Task directions: Exclude the pictures, and otherwise reproduce the data in full.

Dataset records:
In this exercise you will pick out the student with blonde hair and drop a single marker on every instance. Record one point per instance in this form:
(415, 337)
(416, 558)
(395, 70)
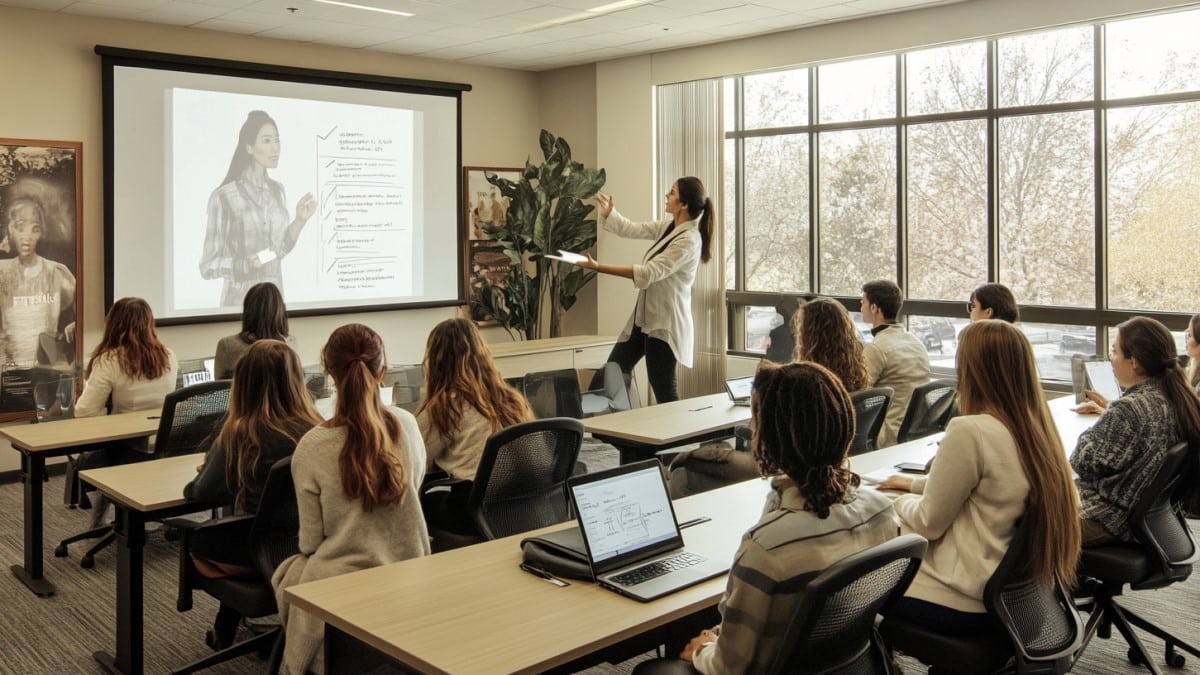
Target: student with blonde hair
(466, 401)
(357, 478)
(1001, 460)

Completed exercise:
In this exercise you will pick out the student with blonde hair and drop a single marker on every instance. Record one point per instance in this form:
(415, 337)
(416, 558)
(395, 70)
Target: student with blonde hair
(466, 401)
(357, 478)
(1001, 460)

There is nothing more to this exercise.